Exercise instructions. Show all lines containing "brown" from the data below.

Data in this exercise.
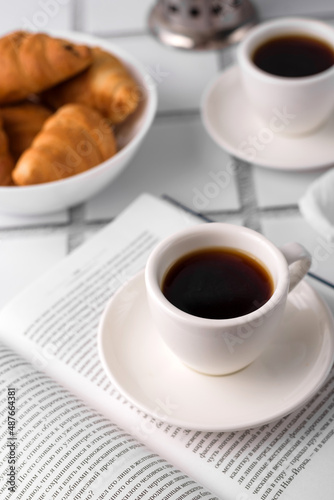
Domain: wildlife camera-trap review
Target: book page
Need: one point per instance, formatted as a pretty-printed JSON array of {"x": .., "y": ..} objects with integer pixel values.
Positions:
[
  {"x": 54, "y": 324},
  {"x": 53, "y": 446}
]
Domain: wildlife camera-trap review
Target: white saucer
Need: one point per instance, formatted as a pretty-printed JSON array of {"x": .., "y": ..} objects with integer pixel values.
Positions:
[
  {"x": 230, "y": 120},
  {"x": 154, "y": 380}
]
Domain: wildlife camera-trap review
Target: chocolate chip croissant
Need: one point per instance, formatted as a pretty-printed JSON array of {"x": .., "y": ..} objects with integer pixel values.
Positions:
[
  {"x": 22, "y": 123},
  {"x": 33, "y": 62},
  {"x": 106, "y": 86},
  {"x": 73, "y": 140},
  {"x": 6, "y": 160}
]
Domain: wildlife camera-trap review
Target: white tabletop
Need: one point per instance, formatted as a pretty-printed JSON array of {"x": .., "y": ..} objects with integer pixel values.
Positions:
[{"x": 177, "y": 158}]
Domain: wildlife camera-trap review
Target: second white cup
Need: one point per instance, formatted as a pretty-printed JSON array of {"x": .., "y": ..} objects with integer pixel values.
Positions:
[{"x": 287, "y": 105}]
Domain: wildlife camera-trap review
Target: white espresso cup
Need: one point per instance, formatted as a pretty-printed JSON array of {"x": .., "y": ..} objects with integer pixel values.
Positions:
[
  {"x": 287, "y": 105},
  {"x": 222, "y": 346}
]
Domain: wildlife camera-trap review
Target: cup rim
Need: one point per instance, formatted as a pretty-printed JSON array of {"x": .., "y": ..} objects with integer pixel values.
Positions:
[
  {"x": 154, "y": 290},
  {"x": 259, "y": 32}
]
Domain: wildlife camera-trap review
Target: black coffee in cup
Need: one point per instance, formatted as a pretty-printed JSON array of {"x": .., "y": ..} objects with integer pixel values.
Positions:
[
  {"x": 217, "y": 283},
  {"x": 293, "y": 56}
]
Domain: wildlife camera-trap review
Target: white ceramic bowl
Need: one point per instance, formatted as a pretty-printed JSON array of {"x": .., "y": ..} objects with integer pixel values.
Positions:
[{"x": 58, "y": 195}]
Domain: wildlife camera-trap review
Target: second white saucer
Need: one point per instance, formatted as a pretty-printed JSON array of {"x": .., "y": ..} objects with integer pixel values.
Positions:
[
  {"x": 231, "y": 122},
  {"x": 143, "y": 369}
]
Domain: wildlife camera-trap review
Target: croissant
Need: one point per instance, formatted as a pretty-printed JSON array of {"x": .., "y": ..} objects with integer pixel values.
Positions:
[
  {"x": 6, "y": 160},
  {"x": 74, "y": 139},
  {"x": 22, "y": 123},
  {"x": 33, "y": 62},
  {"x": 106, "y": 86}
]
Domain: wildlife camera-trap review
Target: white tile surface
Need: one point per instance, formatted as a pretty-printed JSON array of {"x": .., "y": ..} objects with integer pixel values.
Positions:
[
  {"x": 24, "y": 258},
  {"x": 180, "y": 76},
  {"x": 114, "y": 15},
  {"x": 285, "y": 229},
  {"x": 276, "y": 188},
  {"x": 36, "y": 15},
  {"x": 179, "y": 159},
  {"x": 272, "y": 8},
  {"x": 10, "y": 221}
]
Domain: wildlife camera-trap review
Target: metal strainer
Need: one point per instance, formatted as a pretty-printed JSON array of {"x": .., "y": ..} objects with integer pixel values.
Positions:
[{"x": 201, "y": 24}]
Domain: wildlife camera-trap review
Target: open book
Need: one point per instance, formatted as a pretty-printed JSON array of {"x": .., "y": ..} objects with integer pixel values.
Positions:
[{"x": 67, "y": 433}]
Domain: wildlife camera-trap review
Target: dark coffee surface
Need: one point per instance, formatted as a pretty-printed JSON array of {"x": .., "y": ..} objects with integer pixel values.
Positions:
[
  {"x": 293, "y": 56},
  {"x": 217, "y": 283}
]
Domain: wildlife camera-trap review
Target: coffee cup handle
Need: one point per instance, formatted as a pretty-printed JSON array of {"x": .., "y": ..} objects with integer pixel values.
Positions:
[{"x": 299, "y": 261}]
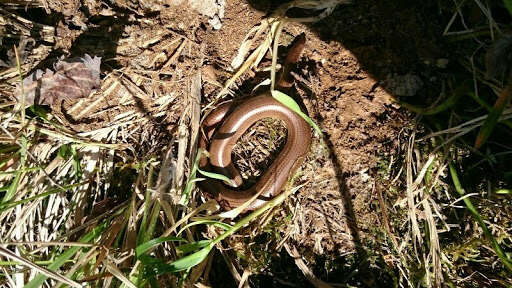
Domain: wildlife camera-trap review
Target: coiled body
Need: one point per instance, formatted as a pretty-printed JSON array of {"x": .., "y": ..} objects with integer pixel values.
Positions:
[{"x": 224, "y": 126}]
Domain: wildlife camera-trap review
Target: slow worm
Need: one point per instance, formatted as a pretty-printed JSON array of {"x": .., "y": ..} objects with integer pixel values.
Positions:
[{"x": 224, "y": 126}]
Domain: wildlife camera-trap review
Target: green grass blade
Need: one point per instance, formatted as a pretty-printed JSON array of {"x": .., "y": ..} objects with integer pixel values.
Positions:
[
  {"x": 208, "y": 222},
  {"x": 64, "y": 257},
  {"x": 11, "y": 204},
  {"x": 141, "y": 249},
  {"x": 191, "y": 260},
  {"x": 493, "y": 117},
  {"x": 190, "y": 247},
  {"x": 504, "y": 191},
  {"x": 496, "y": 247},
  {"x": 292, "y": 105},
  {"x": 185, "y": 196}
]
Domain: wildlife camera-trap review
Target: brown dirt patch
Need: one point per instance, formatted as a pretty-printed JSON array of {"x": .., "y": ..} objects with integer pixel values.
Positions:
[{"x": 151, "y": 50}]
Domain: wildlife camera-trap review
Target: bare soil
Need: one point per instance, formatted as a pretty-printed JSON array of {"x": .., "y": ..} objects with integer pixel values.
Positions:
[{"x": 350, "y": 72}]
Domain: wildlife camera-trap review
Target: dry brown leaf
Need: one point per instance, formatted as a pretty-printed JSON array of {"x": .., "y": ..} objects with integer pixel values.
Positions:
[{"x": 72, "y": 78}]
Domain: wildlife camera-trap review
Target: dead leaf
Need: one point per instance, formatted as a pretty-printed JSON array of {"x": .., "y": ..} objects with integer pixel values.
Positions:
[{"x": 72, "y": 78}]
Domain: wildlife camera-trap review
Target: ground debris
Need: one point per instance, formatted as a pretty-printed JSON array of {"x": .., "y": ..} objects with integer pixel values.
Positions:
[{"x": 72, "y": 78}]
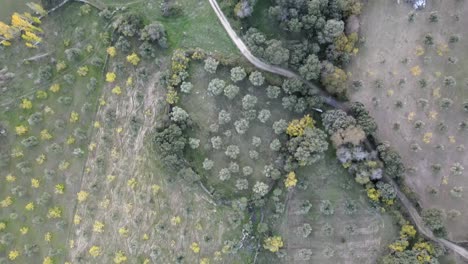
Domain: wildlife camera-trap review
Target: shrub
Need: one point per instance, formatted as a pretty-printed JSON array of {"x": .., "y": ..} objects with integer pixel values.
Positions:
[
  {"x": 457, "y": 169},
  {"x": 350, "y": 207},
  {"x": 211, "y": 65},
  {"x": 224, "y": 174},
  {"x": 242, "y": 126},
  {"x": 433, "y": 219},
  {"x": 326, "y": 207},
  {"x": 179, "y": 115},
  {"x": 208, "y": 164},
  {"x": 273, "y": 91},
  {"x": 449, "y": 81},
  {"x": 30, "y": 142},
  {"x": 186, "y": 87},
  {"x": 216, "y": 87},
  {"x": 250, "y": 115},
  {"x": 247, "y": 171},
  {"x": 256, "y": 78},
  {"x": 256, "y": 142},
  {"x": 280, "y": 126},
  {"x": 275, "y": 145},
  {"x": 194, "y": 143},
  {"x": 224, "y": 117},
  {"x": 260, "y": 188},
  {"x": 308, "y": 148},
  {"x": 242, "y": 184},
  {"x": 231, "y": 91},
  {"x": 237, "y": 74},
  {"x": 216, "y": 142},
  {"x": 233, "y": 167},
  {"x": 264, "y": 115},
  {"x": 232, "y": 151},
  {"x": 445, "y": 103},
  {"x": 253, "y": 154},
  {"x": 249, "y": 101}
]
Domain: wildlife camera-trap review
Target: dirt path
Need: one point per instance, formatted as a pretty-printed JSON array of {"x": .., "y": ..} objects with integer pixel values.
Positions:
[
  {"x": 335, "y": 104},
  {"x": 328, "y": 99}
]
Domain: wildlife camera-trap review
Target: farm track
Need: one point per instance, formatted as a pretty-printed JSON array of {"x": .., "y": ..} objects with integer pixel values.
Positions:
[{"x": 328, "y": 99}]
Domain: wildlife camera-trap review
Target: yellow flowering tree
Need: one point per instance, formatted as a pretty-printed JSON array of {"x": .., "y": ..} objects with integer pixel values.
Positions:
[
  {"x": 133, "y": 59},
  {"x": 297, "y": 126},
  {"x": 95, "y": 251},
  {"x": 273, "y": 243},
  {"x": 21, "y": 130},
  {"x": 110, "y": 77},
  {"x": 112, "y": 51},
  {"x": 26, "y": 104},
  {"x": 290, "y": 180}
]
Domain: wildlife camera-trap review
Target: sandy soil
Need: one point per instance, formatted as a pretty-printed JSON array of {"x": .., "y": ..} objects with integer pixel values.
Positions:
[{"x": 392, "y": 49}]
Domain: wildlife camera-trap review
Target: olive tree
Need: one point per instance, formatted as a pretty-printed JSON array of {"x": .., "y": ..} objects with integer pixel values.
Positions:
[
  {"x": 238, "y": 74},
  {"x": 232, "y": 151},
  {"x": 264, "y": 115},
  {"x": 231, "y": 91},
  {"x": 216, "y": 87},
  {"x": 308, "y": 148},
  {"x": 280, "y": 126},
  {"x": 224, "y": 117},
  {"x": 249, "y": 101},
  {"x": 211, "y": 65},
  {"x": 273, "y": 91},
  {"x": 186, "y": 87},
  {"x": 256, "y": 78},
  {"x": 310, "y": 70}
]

Solution to this exercise.
Target: brown dirt patch
Target: dry brown leaf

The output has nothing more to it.